_REQUISITOS DE LA TAREA_
Por favor, cita textualmente el fragmento del texto sobre los alimentos procesados que empieza con las palabras “Hay un refrán” y termina con “para la salud.”.

_TEXTO DE LECTURA_
----------
Hay un refrán o frase adjudicada a la sabiduría popular que le viene al pelo al tema de los alimentos procesados: “Ni los buenos son tan buenos ni los malos son tan malos”. No es que vayamos a decir ahora que este tipo de productos son saludables en su totalidad, pero tampoco podemos afirmar con rotundidad que todos ellos son perjudiciales para la salud.
Prácticamente, todos los alimentos crudos que se obtienen de la naturaleza se someten a algún procesado antes de consumirlos, por lo que no comer productos procesados se reduce a alimentarse solo de aquellos que están en su estado natural: frutas y verduras (recogidas de la planta y solo lavadas), nueces y semillas frescas (recolectadas del campo), huevos de granja (sin pasteurizar, con el riesgo que ello conlleva: es un procedimiento térmico que se realiza en líquidos para reducir la presencia de patógenos) y poco más. “El procesado de alimentos se define como cualquier cambio intencionado que se produce en ellos antes de su consumo, algo que lleva haciendo el hombre desde la Prehistoria. Hemos procesado la comida con la intención de mejorar su conservación; utilizando secado, ahumado, congelación, refrigeración, salazón, cocción, etc.”, explica el doctor Ángel Gil, presidente de la Fundación Iberoamericana de Nutrición (FINUT).
----------
_INFORMACIÓN DE ORIGEN_
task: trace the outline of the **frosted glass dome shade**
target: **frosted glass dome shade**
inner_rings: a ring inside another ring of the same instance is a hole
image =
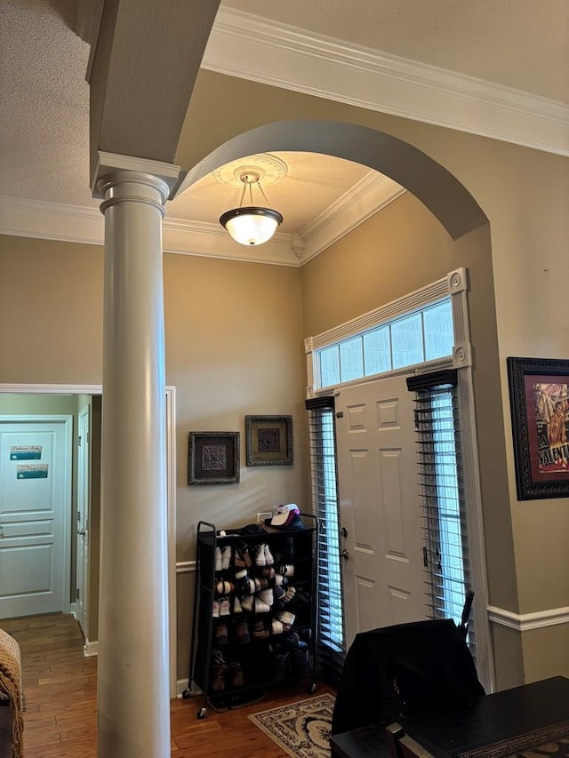
[[[278,211],[250,206],[227,211],[220,223],[240,244],[254,245],[268,242],[283,223]]]

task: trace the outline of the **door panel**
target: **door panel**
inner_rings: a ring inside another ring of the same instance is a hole
[[[336,436],[346,637],[424,618],[421,493],[405,377],[342,388]]]
[[[0,420],[0,618],[64,609],[68,425]]]

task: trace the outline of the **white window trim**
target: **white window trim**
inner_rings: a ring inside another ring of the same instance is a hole
[[[380,326],[410,311],[424,307],[442,298],[451,296],[453,310],[453,323],[454,329],[454,346],[452,358],[443,358],[429,361],[416,366],[407,366],[385,374],[376,374],[373,377],[362,377],[352,382],[346,382],[342,387],[350,384],[362,384],[367,381],[376,381],[379,377],[387,378],[397,374],[413,371],[417,374],[433,371],[435,368],[453,366],[458,369],[459,379],[459,407],[462,426],[462,461],[464,466],[465,496],[469,507],[467,508],[467,522],[469,529],[469,550],[470,571],[473,586],[476,587],[475,604],[477,613],[475,615],[475,635],[477,640],[477,666],[478,677],[487,692],[495,689],[493,655],[492,637],[488,618],[488,586],[485,550],[484,542],[484,527],[482,517],[482,497],[480,491],[480,468],[477,456],[477,439],[476,428],[476,415],[474,411],[474,391],[472,380],[472,347],[470,344],[470,329],[468,312],[468,271],[466,268],[457,268],[451,271],[445,277],[433,282],[425,287],[416,290],[408,295],[399,298],[393,302],[373,311],[369,311],[357,318],[323,331],[304,340],[304,351],[307,357],[308,387],[307,398],[317,397],[318,395],[330,395],[331,387],[317,389],[314,386],[315,367],[314,351],[325,347],[349,337],[356,336],[361,331]],[[338,387],[334,392],[338,391]]]

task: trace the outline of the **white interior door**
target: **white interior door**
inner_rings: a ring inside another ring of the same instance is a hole
[[[0,417],[0,618],[68,610],[72,417]]]
[[[336,398],[346,641],[427,616],[413,394],[405,377]]]
[[[90,413],[84,408],[77,419],[77,587],[76,618],[87,638],[87,582],[89,578],[89,460]]]

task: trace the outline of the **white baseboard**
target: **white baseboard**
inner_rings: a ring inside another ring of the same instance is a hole
[[[551,608],[548,610],[537,610],[534,613],[513,613],[503,608],[488,606],[488,618],[494,624],[508,626],[518,632],[529,632],[531,629],[543,629],[557,624],[569,624],[569,607]]]
[[[90,642],[89,640],[85,640],[85,643],[83,646],[83,653],[85,658],[91,658],[91,656],[99,655],[99,642]]]

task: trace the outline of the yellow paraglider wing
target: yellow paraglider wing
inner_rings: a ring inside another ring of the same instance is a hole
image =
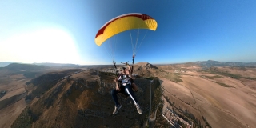
[[[100,46],[112,36],[132,29],[149,29],[155,30],[157,22],[149,15],[143,14],[126,14],[107,22],[97,33],[95,43]]]

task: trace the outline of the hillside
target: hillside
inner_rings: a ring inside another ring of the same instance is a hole
[[[114,102],[110,90],[114,87],[114,74],[83,71],[56,82],[34,98],[16,119],[12,127],[141,127],[147,125],[150,109],[150,80],[136,78],[136,92],[142,114],[138,114],[131,99],[118,96],[122,107],[113,115]],[[43,78],[30,82],[40,85]],[[159,86],[151,84],[152,95]],[[154,99],[154,98],[153,98]],[[158,100],[154,104],[158,104]],[[154,106],[153,108],[155,108]],[[118,122],[118,123],[117,123]]]

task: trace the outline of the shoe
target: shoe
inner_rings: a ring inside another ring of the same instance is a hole
[[[135,105],[135,106],[137,108],[138,113],[138,114],[142,114],[142,109],[141,108],[141,106],[138,104]]]
[[[118,106],[114,106],[114,110],[113,111],[113,114],[118,114],[118,112],[119,109],[121,109],[121,107],[122,107],[122,105],[119,105]]]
----------
_SOLUCIÓN DEL EJERCICIO_
Hay un refrán o frase adjudicada a la sabiduría popular que le viene al pelo al tema de los alimentos procesados: “Ni los buenos son tan buenos ni los malos son tan malos”. No es que vayamos a decir ahora que este tipo de productos son saludables en su totalidad, pero tampoco podemos afirmar con rotundidad que todos ellos son perjudiciales para la salud.